Reproduce the items starting at the line that has "Query: rolled up jeans cuff" and ending after the line that has "198], [458, 204]]", with every "jeans cuff" changed to "denim cuff" and nothing else altered.

******************************

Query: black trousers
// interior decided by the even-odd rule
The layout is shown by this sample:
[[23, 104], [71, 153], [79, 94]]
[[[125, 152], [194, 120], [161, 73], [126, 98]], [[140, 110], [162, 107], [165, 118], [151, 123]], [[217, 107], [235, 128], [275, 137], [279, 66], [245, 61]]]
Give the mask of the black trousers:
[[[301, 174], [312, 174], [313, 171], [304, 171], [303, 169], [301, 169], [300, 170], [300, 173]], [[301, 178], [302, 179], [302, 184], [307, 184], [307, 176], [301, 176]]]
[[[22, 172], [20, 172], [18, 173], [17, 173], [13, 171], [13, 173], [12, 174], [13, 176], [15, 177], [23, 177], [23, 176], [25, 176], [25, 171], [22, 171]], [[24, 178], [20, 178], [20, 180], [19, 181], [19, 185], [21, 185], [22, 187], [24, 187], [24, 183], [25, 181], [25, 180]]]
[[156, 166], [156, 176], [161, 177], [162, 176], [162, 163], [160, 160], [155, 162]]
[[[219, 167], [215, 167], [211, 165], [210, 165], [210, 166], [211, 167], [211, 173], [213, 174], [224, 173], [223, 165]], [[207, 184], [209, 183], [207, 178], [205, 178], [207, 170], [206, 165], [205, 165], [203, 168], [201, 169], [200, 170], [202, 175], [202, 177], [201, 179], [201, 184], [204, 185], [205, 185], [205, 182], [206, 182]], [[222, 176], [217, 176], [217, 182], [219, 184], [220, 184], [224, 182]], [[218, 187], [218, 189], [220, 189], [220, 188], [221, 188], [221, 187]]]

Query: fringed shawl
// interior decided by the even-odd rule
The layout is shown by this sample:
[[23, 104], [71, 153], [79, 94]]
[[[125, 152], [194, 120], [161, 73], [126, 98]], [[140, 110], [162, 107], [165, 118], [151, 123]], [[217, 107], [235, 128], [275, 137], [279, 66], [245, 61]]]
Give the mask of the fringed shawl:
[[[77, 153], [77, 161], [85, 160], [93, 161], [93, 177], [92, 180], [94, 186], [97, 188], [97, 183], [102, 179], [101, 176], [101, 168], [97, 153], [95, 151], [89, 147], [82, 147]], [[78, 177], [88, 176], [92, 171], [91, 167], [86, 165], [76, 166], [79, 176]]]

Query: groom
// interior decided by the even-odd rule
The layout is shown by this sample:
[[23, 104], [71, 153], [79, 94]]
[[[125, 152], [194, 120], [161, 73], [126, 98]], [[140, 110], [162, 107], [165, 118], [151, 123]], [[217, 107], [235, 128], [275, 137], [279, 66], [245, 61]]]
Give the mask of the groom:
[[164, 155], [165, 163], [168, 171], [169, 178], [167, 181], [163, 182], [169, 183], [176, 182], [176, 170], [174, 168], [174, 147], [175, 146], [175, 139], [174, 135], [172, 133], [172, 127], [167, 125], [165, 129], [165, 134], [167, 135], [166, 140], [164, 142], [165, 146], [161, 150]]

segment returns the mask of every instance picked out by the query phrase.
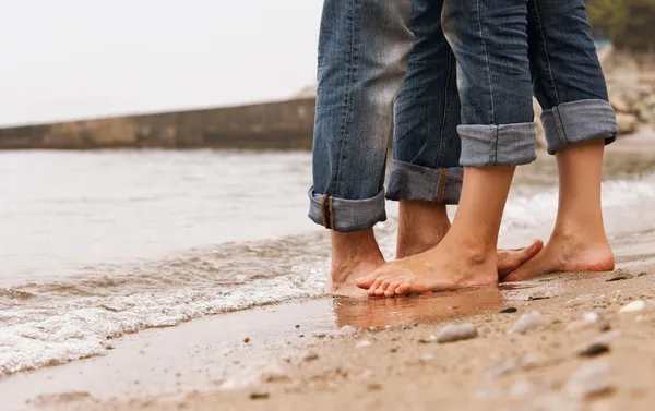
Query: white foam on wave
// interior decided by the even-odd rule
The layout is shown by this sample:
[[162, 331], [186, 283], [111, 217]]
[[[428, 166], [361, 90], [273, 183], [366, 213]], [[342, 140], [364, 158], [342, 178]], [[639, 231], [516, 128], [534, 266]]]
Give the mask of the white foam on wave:
[[[503, 230], [544, 225], [555, 218], [558, 192], [555, 188], [517, 188], [508, 202]], [[634, 209], [635, 204], [655, 198], [655, 177], [634, 181], [610, 181], [604, 184], [606, 210]], [[385, 255], [395, 247], [395, 220], [379, 226], [380, 245]], [[325, 245], [327, 235], [324, 235]], [[0, 374], [44, 365], [59, 364], [99, 355], [110, 346], [110, 339], [151, 327], [175, 326], [192, 318], [282, 302], [301, 297], [319, 297], [323, 292], [330, 262], [324, 254], [312, 257], [308, 247], [288, 257], [288, 250], [271, 258], [285, 259], [290, 269], [270, 278], [246, 279], [238, 285], [219, 285], [211, 276], [200, 276], [206, 283], [184, 285], [176, 278], [168, 288], [130, 290], [119, 293], [100, 292], [95, 297], [68, 295], [34, 298], [13, 302], [0, 310]], [[318, 244], [318, 245], [317, 245]], [[293, 246], [301, 247], [301, 242]], [[306, 251], [306, 252], [305, 252]], [[243, 252], [239, 252], [243, 254]], [[310, 255], [306, 255], [310, 254]], [[257, 258], [267, 258], [260, 255]], [[245, 263], [252, 263], [248, 261]], [[264, 262], [264, 265], [266, 263]], [[203, 270], [202, 264], [193, 270]], [[238, 262], [233, 268], [239, 276]], [[152, 275], [152, 274], [151, 274]], [[206, 277], [206, 278], [205, 278]], [[243, 280], [243, 278], [239, 279]]]

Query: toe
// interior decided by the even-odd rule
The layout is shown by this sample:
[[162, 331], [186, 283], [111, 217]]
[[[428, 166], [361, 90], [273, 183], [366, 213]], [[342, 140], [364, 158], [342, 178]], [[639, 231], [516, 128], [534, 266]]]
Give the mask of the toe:
[[403, 281], [396, 287], [395, 294], [396, 295], [406, 295], [409, 293], [409, 291], [412, 291], [412, 285], [407, 281]]
[[357, 287], [362, 288], [362, 289], [366, 290], [366, 289], [368, 289], [368, 288], [370, 288], [372, 286], [372, 283], [373, 283], [373, 281], [376, 281], [377, 277], [378, 276], [376, 275], [376, 271], [373, 271], [373, 273], [371, 273], [371, 274], [369, 274], [369, 275], [367, 275], [365, 277], [356, 279], [355, 280], [355, 285]]
[[400, 283], [401, 281], [390, 281], [389, 286], [386, 287], [386, 290], [384, 290], [384, 297], [386, 297], [388, 299], [395, 297], [395, 290], [396, 288], [398, 288]]

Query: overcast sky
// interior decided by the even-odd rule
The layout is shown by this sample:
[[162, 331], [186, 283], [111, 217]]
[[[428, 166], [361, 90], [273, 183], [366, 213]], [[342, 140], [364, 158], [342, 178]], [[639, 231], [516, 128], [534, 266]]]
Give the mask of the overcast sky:
[[315, 77], [322, 0], [0, 0], [0, 125], [269, 100]]

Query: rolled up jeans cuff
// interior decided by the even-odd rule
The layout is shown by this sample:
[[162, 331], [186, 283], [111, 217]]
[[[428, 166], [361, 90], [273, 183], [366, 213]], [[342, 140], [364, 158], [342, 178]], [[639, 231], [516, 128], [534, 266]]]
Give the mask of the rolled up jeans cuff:
[[463, 176], [461, 167], [429, 168], [392, 160], [386, 198], [458, 204]]
[[384, 191], [372, 198], [345, 200], [309, 190], [309, 218], [329, 230], [338, 232], [372, 228], [386, 220]]
[[605, 100], [590, 99], [564, 102], [541, 113], [544, 135], [549, 154], [570, 144], [587, 140], [617, 140], [617, 114]]
[[458, 125], [462, 167], [520, 166], [537, 159], [535, 124]]

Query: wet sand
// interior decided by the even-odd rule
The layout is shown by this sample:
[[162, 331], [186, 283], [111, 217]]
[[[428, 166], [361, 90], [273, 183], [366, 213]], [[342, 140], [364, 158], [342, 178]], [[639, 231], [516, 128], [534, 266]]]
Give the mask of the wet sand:
[[[126, 337], [102, 358], [15, 375], [0, 382], [0, 390], [8, 409], [392, 410], [402, 403], [417, 410], [652, 410], [655, 258], [621, 261], [626, 278], [617, 281], [607, 281], [612, 274], [556, 275], [500, 288], [396, 300], [326, 298], [209, 317]], [[619, 313], [638, 300], [646, 302], [643, 310]], [[508, 307], [516, 312], [501, 313]], [[508, 333], [533, 311], [543, 325]], [[597, 318], [584, 323], [592, 312]], [[450, 323], [472, 324], [478, 335], [436, 342]], [[605, 339], [609, 352], [580, 356], [595, 338]], [[588, 396], [574, 394], [570, 383], [585, 364], [609, 366], [592, 375], [583, 388]]]
[[[633, 161], [634, 172], [650, 170], [648, 161]], [[296, 300], [211, 316], [110, 340], [103, 356], [0, 378], [0, 409], [653, 410], [650, 215], [608, 216], [622, 274], [616, 281], [607, 281], [614, 274], [580, 273], [395, 300]], [[548, 231], [549, 225], [513, 230], [501, 245]], [[620, 313], [633, 301], [643, 301], [639, 311]], [[501, 313], [508, 307], [515, 312]], [[535, 311], [538, 326], [509, 334]], [[446, 324], [469, 324], [477, 336], [439, 343]], [[594, 344], [597, 338], [603, 343]], [[594, 355], [581, 356], [584, 350]]]

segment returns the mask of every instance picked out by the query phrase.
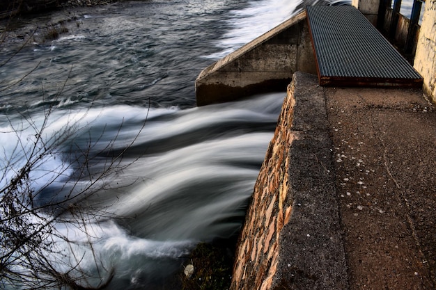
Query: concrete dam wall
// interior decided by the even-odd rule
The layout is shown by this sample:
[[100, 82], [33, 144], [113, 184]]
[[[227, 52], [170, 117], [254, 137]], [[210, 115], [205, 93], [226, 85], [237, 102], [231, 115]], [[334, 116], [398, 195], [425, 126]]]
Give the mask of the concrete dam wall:
[[[375, 0], [366, 2], [367, 6], [378, 7]], [[414, 60], [414, 67], [424, 79], [423, 92], [433, 102], [436, 102], [435, 3], [435, 0], [427, 0], [426, 3]], [[359, 9], [365, 7], [360, 4], [356, 4]], [[377, 14], [371, 9], [368, 13], [368, 18], [376, 23]], [[410, 162], [419, 167], [418, 172], [434, 172], [436, 115], [432, 113], [432, 105], [422, 97], [421, 90], [359, 88], [363, 90], [348, 91], [341, 88], [342, 95], [338, 98], [352, 99], [352, 104], [349, 104], [350, 111], [338, 111], [339, 115], [344, 114], [341, 118], [349, 119], [344, 122], [339, 118], [329, 123], [327, 116], [334, 108], [327, 105], [326, 93], [335, 95], [339, 90], [318, 86], [306, 17], [305, 13], [296, 15], [213, 63], [201, 72], [196, 81], [198, 106], [288, 89], [247, 209], [231, 289], [435, 289], [436, 236], [427, 235], [436, 231], [433, 223], [434, 211], [426, 211], [426, 215], [431, 216], [423, 214], [421, 217], [421, 214], [416, 214], [421, 213], [421, 207], [410, 206], [415, 201], [419, 203], [423, 198], [420, 195], [422, 193], [428, 193], [424, 194], [426, 204], [436, 206], [434, 183], [431, 182], [433, 177], [423, 175], [409, 180], [408, 177], [412, 176], [407, 171], [410, 168], [394, 167], [391, 165], [394, 161], [389, 162], [398, 157], [403, 163]], [[366, 97], [363, 97], [364, 94]], [[332, 136], [338, 130], [336, 126], [348, 126], [359, 114], [363, 117], [353, 128], [353, 133], [348, 133], [350, 136], [338, 134], [341, 138], [334, 144]], [[378, 114], [377, 121], [385, 122], [383, 130], [378, 129], [379, 122], [370, 122]], [[415, 123], [427, 125], [416, 125], [402, 136], [405, 144], [416, 142], [410, 148], [415, 154], [407, 161], [403, 156], [407, 150], [398, 151], [398, 156], [391, 154], [394, 146], [384, 147], [386, 132], [394, 125], [405, 128]], [[366, 127], [368, 131], [363, 131]], [[421, 132], [421, 127], [426, 131]], [[416, 141], [419, 139], [416, 136], [407, 139], [413, 132], [418, 132], [422, 140]], [[367, 180], [363, 182], [371, 171], [354, 167], [361, 166], [363, 159], [361, 162], [356, 159], [358, 165], [353, 163], [343, 176], [338, 170], [336, 162], [348, 158], [343, 152], [336, 152], [339, 145], [343, 143], [350, 150], [355, 150], [347, 140], [360, 135], [362, 139], [356, 143], [356, 147], [364, 141], [368, 143], [366, 147], [373, 145], [375, 148], [371, 161], [378, 170], [374, 171], [377, 174], [373, 183], [379, 183], [380, 186], [373, 186], [373, 191], [367, 188], [371, 187], [366, 186]], [[395, 145], [395, 138], [392, 140]], [[417, 144], [427, 144], [421, 157], [416, 153]], [[406, 147], [403, 145], [398, 148]], [[334, 154], [338, 154], [338, 161], [335, 160]], [[415, 157], [421, 159], [418, 162]], [[405, 173], [401, 172], [403, 170]], [[344, 187], [345, 182], [352, 179], [353, 174], [360, 173], [362, 177], [356, 179], [355, 184], [359, 190], [348, 191]], [[396, 179], [396, 174], [405, 177]], [[371, 182], [368, 179], [368, 184]], [[407, 186], [413, 188], [412, 193], [405, 197]], [[368, 193], [363, 195], [361, 188]], [[364, 198], [368, 200], [356, 205], [345, 201], [349, 196], [358, 202]], [[376, 198], [369, 200], [372, 196]], [[384, 198], [387, 201], [383, 205]], [[412, 202], [414, 198], [416, 200]], [[350, 220], [343, 219], [347, 214]], [[359, 232], [357, 228], [364, 230]]]

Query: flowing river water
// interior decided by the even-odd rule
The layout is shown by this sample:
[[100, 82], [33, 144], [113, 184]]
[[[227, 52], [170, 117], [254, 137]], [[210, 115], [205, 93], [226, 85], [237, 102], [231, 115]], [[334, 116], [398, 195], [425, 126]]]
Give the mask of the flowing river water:
[[[47, 108], [54, 111], [45, 131], [47, 142], [60, 138], [56, 132], [65, 127], [76, 129], [31, 172], [32, 186], [44, 188], [40, 202], [70, 186], [62, 184], [74, 180], [70, 170], [63, 171], [61, 179], [56, 175], [75, 152], [97, 156], [90, 163], [97, 172], [107, 164], [103, 153], [123, 150], [134, 140], [122, 161], [130, 166], [89, 201], [113, 217], [89, 220], [96, 255], [116, 270], [109, 289], [155, 289], [180, 269], [182, 257], [196, 243], [237, 234], [286, 88], [196, 107], [194, 82], [204, 67], [304, 4], [120, 2], [14, 24], [31, 28], [56, 16], [75, 18], [69, 31], [56, 40], [31, 43], [16, 55], [16, 45], [0, 47], [0, 63], [13, 55], [0, 67], [2, 168], [8, 160], [16, 161], [17, 168], [24, 161], [23, 152], [35, 135], [26, 122], [42, 126]], [[8, 178], [3, 175], [2, 187]], [[72, 241], [86, 239], [66, 224], [58, 227]], [[81, 267], [96, 271], [92, 257], [81, 255]]]

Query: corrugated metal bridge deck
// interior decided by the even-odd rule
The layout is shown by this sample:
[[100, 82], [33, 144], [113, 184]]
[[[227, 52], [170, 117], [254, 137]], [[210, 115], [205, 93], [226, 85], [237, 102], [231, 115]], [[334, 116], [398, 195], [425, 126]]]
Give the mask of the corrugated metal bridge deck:
[[419, 74], [355, 7], [306, 10], [320, 85], [422, 86]]

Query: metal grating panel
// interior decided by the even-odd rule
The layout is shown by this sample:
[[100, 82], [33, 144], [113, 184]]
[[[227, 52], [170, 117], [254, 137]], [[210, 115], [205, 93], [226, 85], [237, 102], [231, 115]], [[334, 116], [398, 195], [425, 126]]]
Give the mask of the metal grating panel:
[[306, 10], [321, 86], [422, 86], [419, 74], [355, 7]]

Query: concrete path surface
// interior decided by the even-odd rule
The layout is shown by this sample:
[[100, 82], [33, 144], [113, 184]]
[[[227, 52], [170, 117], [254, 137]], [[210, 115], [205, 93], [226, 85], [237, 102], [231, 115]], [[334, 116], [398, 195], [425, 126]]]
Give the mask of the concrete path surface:
[[419, 90], [324, 92], [350, 289], [435, 289], [435, 108]]

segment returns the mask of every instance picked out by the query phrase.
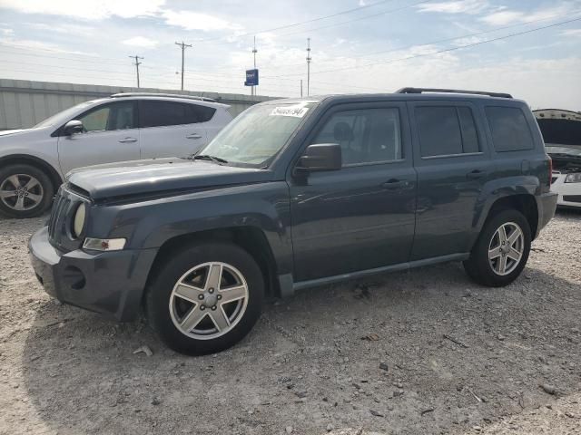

******************************

**Response to the task:**
Query: rolled up denim cuff
// interior decided by the even-odd rule
The layout is shown by this sample:
[[162, 331], [186, 283], [111, 217]]
[[[428, 166], [361, 90], [273, 183], [366, 213]], [[342, 140], [364, 158], [342, 178]], [[639, 231], [516, 128], [534, 266]]]
Give the mask of the rolled up denim cuff:
[[463, 176], [461, 167], [429, 168], [392, 160], [386, 198], [458, 204]]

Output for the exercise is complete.